*** READING TEXT

Tobacco Executives Perplexed That Drug Chain Won’t Sell Their Drug
Woonsocket, Rhode Island, February 6 – The heads of America’s largest tobacco companies are scratching their heads at a decision by CVS, the nation’s largest pharmacy chain, to stop selling cigarettes, wondering why the drug they sell is somehow different from all the others.
CVS announced yesterday that as of October 1 it would cease to stock cigarettes, which represent $1.5 billion annually in revenue. The company announced the move as part of a strategic shift toward a healthier image. Executives from RJ Reynolds, Altria, and British American Tobacco, three of the world’s largest cigarette sellers, professed confusion over the move, noting that the active ingredient in product they manufacture is nicotine, a bona fide drug.
“We are as yet unsure how to formally react,” said a Vice President at Altria who spoke on condition of anonymity. “I mean, tobacco is basically nicotine in smoking form, and nicotine is a drug. CVS is a drug store. They sell drugs. What am I missing here?”
CVS’s 7,600 retail outlets represent the US’s largest pharmacy network. Recent years have seen the chain offer an increasing variety of low-cost healthcare services, attracting consumers and insurance providers alike with costs noticeably lower than those at hospitals and health clinics. In keeping with its emerging image as health-oriented, CVS elected to forgo the tobacco revenue in favor of a more wellness-friendly image that it calculates will more than make up for the loss in sales. However, the pharmacies will still sell such dangerous items as razor blades and abuse-prone substances, which the tobacco executives see as puzzling.
“They sell cosmetics, some of which can be positively lethal if ingested, so clearly this isn’t a health-based decision,” said a British-American Tobacco VP. “And they traffic heavily in greasy, salty, fatty, and sugary snack foods, which means that any claim that the move is specifically motivated by long-term health concerns doesn’t seem to hold up,” he added.
“It might be some warped considerations of painting tobacco companies as peddlers of evil, but really, why would anybody think that?” wondered the executive.

******

» **WORK TO COMPLETE**
Copy word for word the part of the CVS cigarette article that opens with the words containing "CVS’s 7,600 retail" and closes with "see as puzzling.". The data after this article has nothing to do with it.

*** SUPPLIED DATA

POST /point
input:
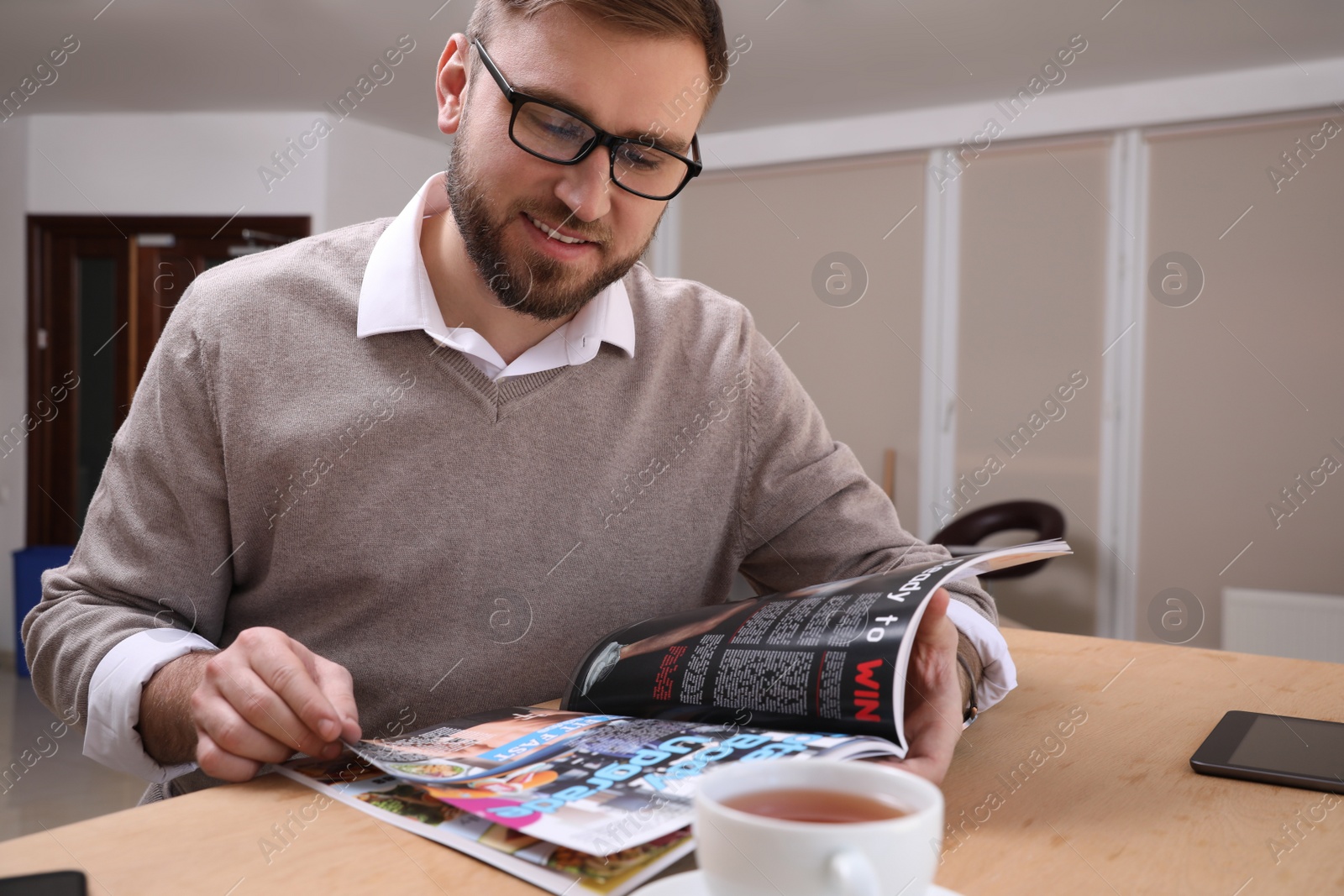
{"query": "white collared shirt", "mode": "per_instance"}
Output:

******

» **OUTPUT OF THE EXERCISE**
CVS’s 7,600 retail outlets represent the US’s largest pharmacy network. Recent years have seen the chain offer an increasing variety of low-cost healthcare services, attracting consumers and insurance providers alike with costs noticeably lower than those at hospitals and health clinics. In keeping with its emerging image as health-oriented, CVS elected to forgo the tobacco revenue in favor of a more wellness-friendly image that it calculates will more than make up for the loss in sales. However, the pharmacies will still sell such dangerous items as razor blades and abuse-prone substances, which the tobacco executives see as puzzling.